Reading passage —
[Start]
General Brown has been tasked with Unified Command Plan (UCP) 
2004 with being the synchronizer and the coordinator of this 
term Global War on Terror. And this is very, very difficult for 
him, because what he has been asked to do is counterculture.
    He has been asked to do things which, in the past, have 
been the purview of the joint staff. There has certainly been 
resentment in the geographical combatant commanders about his 
new roles and his ability to get out and synchronize and 
coordinate.
    Tampa, Florida, is a long way from Washington, D.C. Believe 
me, I remember that from my days here. And it is very, very 
difficult to think that you are going to synchronize and 
coordinate the Department of Defense's (DOD's) effort in this 
struggle and do it from Tampa, Florida, because where things 
get done and where things happen is in this town.
    So General Brown has been given a very, very tough mission. 
I think there is recognition of how tough it is in the 
Pentagon. I think they are trying to help them, but I don't 
think we should delude ourself that all these barriers that 
inhibit him have gone away.
    There is also a lot of overlap. Some overlap is always 
good, but you have got to question yourself how much overlap 
and how much duplication of effort is there going on between 
things like the Center for Special Operations down in Tampa, 
JSOC at Fort Bragg, the National Counter Terrorism Center 
(NCTC) up here in Washington and the Joint Staff. There is a 
lot of effort going on, and some rationalization probably ought 
to be applied to that.
    I think SOCOM needs a command element in D.C. If I could 
change the world, I would move the whole command up here. But 
that is very difficult, because real estate is at such a 
premium.
    But of course, this flies in the face of what is the role 
of the chairman of the Joint Chiefs of Staff and the services. 
And many of them see that as a threat to what they do if you 
move SOCOM up here.
[End]
Saved entries —
[Start]
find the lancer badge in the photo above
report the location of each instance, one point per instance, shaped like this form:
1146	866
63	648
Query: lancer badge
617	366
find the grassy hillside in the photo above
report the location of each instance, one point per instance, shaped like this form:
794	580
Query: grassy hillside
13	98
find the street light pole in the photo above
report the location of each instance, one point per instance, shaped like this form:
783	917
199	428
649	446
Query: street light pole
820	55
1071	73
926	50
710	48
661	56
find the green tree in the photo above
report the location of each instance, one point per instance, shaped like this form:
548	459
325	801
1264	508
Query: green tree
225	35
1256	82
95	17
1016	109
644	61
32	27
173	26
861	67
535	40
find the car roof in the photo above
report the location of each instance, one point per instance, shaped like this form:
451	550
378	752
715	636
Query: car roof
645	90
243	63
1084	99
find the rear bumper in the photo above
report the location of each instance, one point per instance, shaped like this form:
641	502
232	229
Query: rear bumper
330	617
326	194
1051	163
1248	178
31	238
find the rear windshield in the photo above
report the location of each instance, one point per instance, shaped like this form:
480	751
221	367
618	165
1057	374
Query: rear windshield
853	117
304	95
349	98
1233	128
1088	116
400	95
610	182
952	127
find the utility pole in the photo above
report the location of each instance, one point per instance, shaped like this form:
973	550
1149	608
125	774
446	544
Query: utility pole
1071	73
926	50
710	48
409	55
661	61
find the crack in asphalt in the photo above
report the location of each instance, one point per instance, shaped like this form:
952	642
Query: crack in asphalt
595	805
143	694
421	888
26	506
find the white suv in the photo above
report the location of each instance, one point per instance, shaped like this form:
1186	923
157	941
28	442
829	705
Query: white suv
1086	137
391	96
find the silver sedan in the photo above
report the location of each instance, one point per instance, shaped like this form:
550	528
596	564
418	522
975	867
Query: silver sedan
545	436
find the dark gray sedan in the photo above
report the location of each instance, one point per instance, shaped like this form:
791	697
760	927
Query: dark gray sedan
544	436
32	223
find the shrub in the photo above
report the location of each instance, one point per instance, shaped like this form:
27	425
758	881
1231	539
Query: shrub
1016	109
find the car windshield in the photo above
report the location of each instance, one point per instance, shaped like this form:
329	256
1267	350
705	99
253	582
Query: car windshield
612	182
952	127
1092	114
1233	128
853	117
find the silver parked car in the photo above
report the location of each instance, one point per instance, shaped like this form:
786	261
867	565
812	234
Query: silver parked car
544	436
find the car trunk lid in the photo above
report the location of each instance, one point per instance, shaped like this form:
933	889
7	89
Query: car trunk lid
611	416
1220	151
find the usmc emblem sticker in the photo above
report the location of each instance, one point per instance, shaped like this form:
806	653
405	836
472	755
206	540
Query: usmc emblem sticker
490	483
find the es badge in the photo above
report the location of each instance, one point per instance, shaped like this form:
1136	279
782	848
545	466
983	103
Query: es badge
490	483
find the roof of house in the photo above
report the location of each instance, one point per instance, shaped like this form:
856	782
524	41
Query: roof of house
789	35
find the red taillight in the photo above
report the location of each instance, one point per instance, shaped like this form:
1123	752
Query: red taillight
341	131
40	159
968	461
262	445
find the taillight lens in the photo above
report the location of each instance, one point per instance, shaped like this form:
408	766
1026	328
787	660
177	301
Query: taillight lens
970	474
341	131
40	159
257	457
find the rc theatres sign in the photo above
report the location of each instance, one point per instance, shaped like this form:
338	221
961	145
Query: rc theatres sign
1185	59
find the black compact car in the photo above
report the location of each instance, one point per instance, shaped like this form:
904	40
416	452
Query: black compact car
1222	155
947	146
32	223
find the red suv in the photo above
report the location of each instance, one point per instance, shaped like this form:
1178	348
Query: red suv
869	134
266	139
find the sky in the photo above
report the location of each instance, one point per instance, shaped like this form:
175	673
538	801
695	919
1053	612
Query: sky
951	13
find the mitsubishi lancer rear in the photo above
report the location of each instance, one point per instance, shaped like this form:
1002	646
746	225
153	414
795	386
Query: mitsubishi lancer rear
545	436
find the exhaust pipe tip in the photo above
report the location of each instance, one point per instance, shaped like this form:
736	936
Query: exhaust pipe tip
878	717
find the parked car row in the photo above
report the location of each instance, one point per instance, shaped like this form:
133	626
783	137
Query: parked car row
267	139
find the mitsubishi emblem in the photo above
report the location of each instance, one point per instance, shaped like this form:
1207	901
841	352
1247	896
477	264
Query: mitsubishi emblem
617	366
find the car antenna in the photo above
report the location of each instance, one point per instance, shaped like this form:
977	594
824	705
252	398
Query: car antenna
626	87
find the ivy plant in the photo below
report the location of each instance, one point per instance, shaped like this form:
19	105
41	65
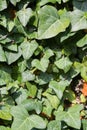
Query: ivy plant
43	64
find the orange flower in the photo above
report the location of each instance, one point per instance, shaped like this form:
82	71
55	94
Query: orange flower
84	89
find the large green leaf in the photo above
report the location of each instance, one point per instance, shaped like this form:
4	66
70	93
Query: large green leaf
58	87
78	20
54	125
4	128
32	90
28	48
14	2
24	15
3	5
64	63
31	104
20	95
50	24
24	121
71	117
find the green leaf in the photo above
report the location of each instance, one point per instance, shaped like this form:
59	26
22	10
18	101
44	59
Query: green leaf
11	47
41	65
47	108
4	128
78	20
31	104
27	76
20	95
5	76
28	48
23	121
49	23
71	117
58	87
64	63
24	15
54	101
43	78
54	125
82	42
32	89
13	56
2	54
14	2
3	5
[End]
Tasks to complete —
1. In the testimony on SOCOM, what reason does the speaker give for why moving the whole command to Washington is difficult?
2. List every organization that the testimony on SOCOM names when it raises the question of overlap and duplication of effort.
3. Pick up the testimony on SOCOM after its last sentence and keep going.
The saved entries are not needed for any of this work.

Task-by-task outputs —
1. Real estate in Washington is at such a premium.

2. The Center for Special Operations in Tampa, JSOC at Fort Bragg, the National Counter Terrorism Center (NCTC) in Washington, and the Joint Staff.

3.
    But yet for SOCOM to be given this mission of synchronize 
and coordinate, they have to be up here. So we have a dilemma 
here, and in my mind it is not solved.
    I would like to see more special operations forces flag 
officers in the global combatant commands and in the joint task 
forces, because they have very unique capabilities.
    I would also like to see more conventional units assigned 
to the joint special operations task forces. We have always 
been able to handle that. It is certainly a talent of our 
commanders that they enable this to happen.
    The fourth point I would like to make is on JSOC. One of 
the recommendations that myself and Mike Vickers made along 
with Bill Garrison in November when we did a quick look at this 
subject for Secretary Rumsfeld was we recommended that he 
enhance JSOC to a three-star command.
    We also recommended he be given four deputy commanders--two 
major generals and two brigadier generals--which would give 
that command the ability to field five joint special operations 
task forces.
    Right now, there are just three of them, and all three of 
those commanders have never been in the same room together 
because of their operations tempo (optempo). At least one of 
them has always been gone, and the only time they see each 
other together is on video teleconferences.
    I also recommended that JSOC report directly to the 
secretary of defense. Now, that was rejected. I understand why. 
But the thought was while SOCOM is going through this very, 
very difficult transition period to these new missions that 
they have been given, my feeling was that the JSOC could 
operate much faster and much more efficiently if you took out a 
command layer--in other words, let them go direct to the 
SECDEF.
    It would allow them to be very, very flexible, because one 
of the things that we found is that the staff processes in the 
Joint Chief of Staff (JCS), in Office of the Secretary of 
Defense (OSD) and in the interagency impede operations. The 
national command authority wants fast, responsive, flexible and 
innovative solutions to their problems in this Global War on 
Terror, but their staff system produces exactly the opposite.
    Things that should take days take weeks. Things that should 
take weeks take months. And some of the decisions that have to 
be made have to be made in hours, absolutely in hours.
    The other thing that I think command should look at, and 
that is lowering this wall between black and white SOF. That 
has always been a problem between the special mission units and 
the rest of special operations. I would judge that since the 
war those walls are higher than they were in 2001.
    There is some reasons for it, but one of the reasons that 
we proposed the five joint special operations task forces is 
that we would like to see the black and the white operate 
together under one commander. You can still have walls for 
security, but I just think we could get a better application of 
resources if we did that.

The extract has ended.